*EXTRACTED TEXT:*
╭──
Affirmative media theory and the post-9/11 world (part 1)

(The following is a slightly revised version of a text first published on 2 September, 2010, by the Creative Research Centre at Montclair State University. Part II of 'Affirmative Media Theory and the Post-9/11 World', again first published by the Creative Research Centre, is now available above.)

 

Thank you for the invitation to contribute to your born-digital, dynamic, nimble, open-source, collaborative space at Montclair State University. I’m very happy to join the conversation of your Creative Research Centre and take part in your symposium, ‘The Uses of the Imagination in the Post-9/11 World’.

You’ve asked me to address ‘the inherent viability of the concept of the “post-9/11 world”’ and explain what this ‘over-arching concept’ means to me.  Perhaps you’ll forgive me, then, if I begin by telling you a little about my own research. This currently involves a series of born-digital, open, dynamic, collaborative projects I’m provisionally calling ‘media gifts’. Operating at the intersections of art, theory and new media, these gifts employ digital media to actualise critical and cultural theory. As such, their primary focus is not on building a picture of the world by establishing what something is and how it exists, before proclaiming, say, that we’ve moved from the closed spaces of disciplinary societies to the more spirit- or gas-like forces of the societies of control, as Gilles Deleuze would have it.

Instead, the projects I’ve been working on over the last few years – which include a ‘liquid book’, a series of internet television programmes, and an experiment that investigates some of the implications of internet piracy through the creation of an actual ‘pirate’ text   – are instances of media and mediation that endeavor to produce the effects they name or things of which they speak.


The reason I wanted to start with these projects is because they function for me as a means of thinking through what it means to ‘do philosophy’ and ‘do media theory’ in the current theoretico-political climate.  I see them as a way of practicing an affirmative media theory or philosophy in which analysis and critique are not abandoned but take more creative, inventive and imaginative forms. The different projects in the series thus each in their own way experiment with the potential new media technologies hold for making affective, singular interventions in the here and now.


The possibility of philosophy today 

Having said that, I want to make it clear I’m not positioning the affirmative media theory I’m endeavouring to practice with these media gifts in a relation of contrast to earlier, supposedly less affirmative, theoretical paradigms.
╰──
*RECORDS FOR THIS TASK:*
╭──
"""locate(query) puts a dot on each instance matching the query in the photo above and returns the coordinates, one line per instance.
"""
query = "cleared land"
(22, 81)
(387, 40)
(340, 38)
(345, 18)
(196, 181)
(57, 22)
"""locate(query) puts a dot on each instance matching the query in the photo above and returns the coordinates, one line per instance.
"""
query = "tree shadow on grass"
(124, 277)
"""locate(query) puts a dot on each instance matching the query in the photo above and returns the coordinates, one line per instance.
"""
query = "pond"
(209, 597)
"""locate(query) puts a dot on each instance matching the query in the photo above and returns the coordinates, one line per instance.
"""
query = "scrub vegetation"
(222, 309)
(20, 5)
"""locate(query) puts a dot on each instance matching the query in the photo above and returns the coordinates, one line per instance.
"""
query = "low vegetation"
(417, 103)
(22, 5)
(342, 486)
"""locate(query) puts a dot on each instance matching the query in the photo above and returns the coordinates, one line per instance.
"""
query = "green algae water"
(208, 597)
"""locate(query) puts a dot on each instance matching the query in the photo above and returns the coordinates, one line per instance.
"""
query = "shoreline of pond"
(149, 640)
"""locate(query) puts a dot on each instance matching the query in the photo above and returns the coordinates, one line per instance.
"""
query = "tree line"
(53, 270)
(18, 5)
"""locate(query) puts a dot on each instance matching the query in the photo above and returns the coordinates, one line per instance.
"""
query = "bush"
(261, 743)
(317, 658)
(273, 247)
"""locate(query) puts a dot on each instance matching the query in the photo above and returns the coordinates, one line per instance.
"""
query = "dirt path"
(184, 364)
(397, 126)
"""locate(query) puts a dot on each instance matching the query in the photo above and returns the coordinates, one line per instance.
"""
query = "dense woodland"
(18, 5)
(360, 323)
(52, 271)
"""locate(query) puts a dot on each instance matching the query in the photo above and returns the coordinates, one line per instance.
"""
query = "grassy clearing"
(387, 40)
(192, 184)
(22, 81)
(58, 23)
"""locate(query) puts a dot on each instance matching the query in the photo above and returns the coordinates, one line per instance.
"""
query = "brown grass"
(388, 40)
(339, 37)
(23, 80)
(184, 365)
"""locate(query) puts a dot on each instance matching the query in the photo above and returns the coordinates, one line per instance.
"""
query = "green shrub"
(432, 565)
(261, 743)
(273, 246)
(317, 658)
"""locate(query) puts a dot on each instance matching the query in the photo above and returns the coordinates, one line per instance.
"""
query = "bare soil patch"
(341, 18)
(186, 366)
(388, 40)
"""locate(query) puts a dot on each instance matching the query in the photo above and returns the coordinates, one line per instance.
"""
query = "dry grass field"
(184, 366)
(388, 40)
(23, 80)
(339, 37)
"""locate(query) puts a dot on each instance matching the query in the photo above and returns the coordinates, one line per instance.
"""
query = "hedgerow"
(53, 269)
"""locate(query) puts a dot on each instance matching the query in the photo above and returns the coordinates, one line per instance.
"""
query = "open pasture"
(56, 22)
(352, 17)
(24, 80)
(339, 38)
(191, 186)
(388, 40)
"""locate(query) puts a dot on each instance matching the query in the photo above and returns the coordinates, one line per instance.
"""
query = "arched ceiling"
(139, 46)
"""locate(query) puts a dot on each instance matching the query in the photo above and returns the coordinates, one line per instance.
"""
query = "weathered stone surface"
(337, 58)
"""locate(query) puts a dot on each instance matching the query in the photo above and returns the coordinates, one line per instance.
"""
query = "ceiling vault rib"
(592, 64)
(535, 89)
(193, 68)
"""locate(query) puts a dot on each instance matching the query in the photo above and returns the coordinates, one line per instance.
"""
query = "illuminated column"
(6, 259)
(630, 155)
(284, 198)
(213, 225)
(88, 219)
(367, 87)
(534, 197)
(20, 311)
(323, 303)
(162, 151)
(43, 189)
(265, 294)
╰──
*OBJECTIVES:*
[A] Retype the stretch of the affirmative media theory text that begins with the words containing "(The following is" and ends with "the Post-9/11 World’.".
[B] Pull out each line of the records that includes the word "green".
These records are unrelated to the affirmative media theory text.

*RESULTS OF THE EXERCISE:*
[A]
(The following is a slightly revised version of a text first published on 2 September, 2010, by the Creative Research Centre at Montclair State University. Part II of 'Affirmative Media Theory and the Post-9/11 World', again first published by the Creative Research Centre, is now available above.)

 

Thank you for the invitation to contribute to your born-digital, dynamic, nimble, open-source, collaborative space at Montclair State University. I’m very happy to join the conversation of your Creative Research Centre and take part in your symposium, ‘The Uses of the Imagination in the Post-9/11 World’.

[B]
query = "green algae water"
query = "green shrub"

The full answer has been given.